Consignes:
a - Recopiez le passage du texte sur Aphrodite qui va de « (71) Hérodote, I, 105 » jusqu'à « Pyth., 4, 87. ».
b - Dans le texte sur Aphrodite, relevez tous les partenaires masculins de la déesse qui sont nommés, qu'il s'agisse d'époux, d'amants ou du père de son enfant.
c - Reprenez le texte sur Aphrodite là où il s'interrompt.
───── Extrait du document
Aphrodite *
Plus charmante et plus voluptueuse que la sage, belle, majestueuse et vierge Athéna (70), la Maîtresse du foyer, de la famille et de la cité, était Aphrodite, autre déesse du type déesse-mère, qui fut introduite de Chypre, son pays d'origine, en Grèce. Primitivement, elle était la Déesse de l'Asie occidentale, particulièrement apparentée à Ishtar et à Astarté (71). Par conséquent, de nom comme de personnalité, elle était non-hellénique, et en contraste avec Athéna, elle n'était pas encore véritablement hellénisme, lorsque furent écrits les poèmes homériques puisque dans ceux-ci elle apparaît comme nettement anti-achéenne et est traitée sans grand respect. Pourtant, elle est représentée comme la fille de Zeus et de Dioné, et comme l'épouse volage d'Héphaistos (72). Arès qui, plus tard, dans l'Odyssée, semble être son époux, est son amant (73), et Énée est le fils qu'elle a eu du Troyen Anchise (74).
(*) The Cult of the Mother-Goddess by E. O. James, Thames and Hudson, Londres.
(70) Son titre de Pallas est sans doute une forme du grec qui signifie dans un sens rituel « concubine » et qui fut dans la suite appliqué aux prêtresses-vierges... Ces appellations peuvent se référer à une vierge divine d'origine indo-européenne qui fut absorbée par la divinité non-hellénique Athéna et incorporée dans son culte. Liddell et Scott, Greek-English Lexicon, nouvelle éd. 1925 ; Dummler, Real-Encyklopädie (Pauly-Wissowa, Kroll), vol. II 2007.
(71) Hérodote, I, 105 ; Pausanias, I, 14, 7 ; Iliade, V, 330 ; Odyssée, VIII, 362 ; Hésiode, Théogonie, 192.
(72) Iliade, V, 312, 338 ; Odyssée, VIII, 270, 362 ; Pindare, Pyth., 4, 87.
(73) Odyssée, VIII, 266 à 336.
(74) Virgile, Hymn. Hom. Venus, 5.
Aphrodite est surtout une déesse de la fertilité et de l'amour ; on insiste comme d'habitude sur ses caractéristiques sexuelles, puisqu'elle est à la façon asiatique de l'époque proto-historique, la personnification du principe de la maternité. Dans son incarnation orientale, son amant était Adonis, le jeune dieu de la végétation (Adonis = Seigneur) que les mythes grecs nous présentent comme un jeune et beau chasseur tué par un sanglier, qui est en réalité Arès. Selon une autre version, Aphrodite aurait caché Adonis enfant dans un coffre qu'elle confia à Perséphone, l'épouse de Hadès. La reine des Enfers fut si ravie du nouveau-né qu'elle refusa de le rendre à Aphrodite, même lorsque la déesse se rendit elle-même sous terre pour le réclamer. Le différend ne fut réglé que lorsque Zeus décréta que Adonis passerait une partie de l'année sur terre avec Aphrodite, et le reste du temps avec Perséphone dans le monde souterrain. Adonis prend donc à sa charge le rôle du dieu babylonien Tammouz et Aphrodite celui de la déesse hellénique Déméter, à laquelle elle ressemble par ses recherches, son désespoir, ses lamentations au sujet de la perte d'un être bien-aimé, que cette perte ait été causée par un sanglier pourchassé ou par un enlèvement dont l'auteur aurait été la reine des Enfers.
──────────
───── Données fournies
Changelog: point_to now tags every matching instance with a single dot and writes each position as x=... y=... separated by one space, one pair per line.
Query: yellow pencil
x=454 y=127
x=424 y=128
──────────
Réponses:
a -
(71) Hérodote, I, 105 ; Pausanias, I, 14, 7 ; Iliade, V, 330 ; Odyssée, VIII, 362 ; Hésiode, Théogonie, 192.
(72) Iliade, V, 312, 338 ; Odyssée, VIII, 270, 362 ; Pindare, Pyth., 4, 87.

b - Héphaistos, Arès, Anchise, Adonis

c -
C'était cette mort du dieu et sa résurrection qui étaient le thème des cérémonies célébrées à Byblos sur la côte syrienne ; les rites comportaient une période de deuil, puis suivaient des réjouissances, lorsque au printemps le jeune dieu de la végétation, sous les traits d'Adonis, était rendu à la vie terrestre (75). Des cérémonies similaires qui comportaient la prostitution rituelle se déroulaient peut-être à Paphos dans l'île de Chypre, où se trouve l'ancien sanctuaire de Kuklia dédié à Aphrodite (76). Dans les Adoniazusae de Théocrite, cependant, aucune allusion n'est faite au retour du dieu dans la relation des cérémonies nuptiales qui étaient célébrées annuellement à Alexandrie pour commémorer le mariage sacré d'Adonis et d'Aphrodite (77). Des images du dieu et de la déesse étendus sur deux lits étaient exposées et le jour suivant la représentation du dieu mort était portée sur le bord de la mer au milieu des lamentations et était jetée dans les eaux, sans doute dans l'espoir, assez chimérique, qu'il reviendrait sur le rivage. De même, en Attique, au cœur de l'été, des effigies d'Adonis mort étaient portées processionnellement avec accompagnement de pleurs et de gémissements (78), pendant qu'à Athènes les « jardins d'Adonis » (c'est-à-dire les corbeilles d'osier contenant de la terre où des céréales avaient été semées) étaient exposés au soleil pendant les huit jours que durait le festival de printemps ou d'automne. Lorsque les plantes étaient fanées, elles étaient jetées tristement dans la mer ou dans les sources pour symboliser la mort du dieu (79). Adonis était donc essentiellement un dieu mort, mais il était toujours adoré en conjonction avec Aphrodite, déesse de la végétation.
(75) Lucien, De Dea Syria, 6 à 9 ; la légende du sanglier peut être un importation plus tardive, cf. Baudissin, Adonis und Esmun, Leipzig, 1911, p. 142 et suiv.
(76) J.H.S., IX, 1888, p. 193 et suiv. ; Tacite, Annales, III, 62 ; Hérodote, 1, 199 ; Strabon XVI, I, 20, 745.
(77) Théocrite, Idylles, 15 ; Gow, J.H.S., LVIII, 1938, p. 182.
(78) Plutarque, Alcibiade, 18.
(79) Plutarque, De sera numinis vindicte 17 ; cf. Frazer, The Golden Bough, Ve partie, p. 236 et suiv.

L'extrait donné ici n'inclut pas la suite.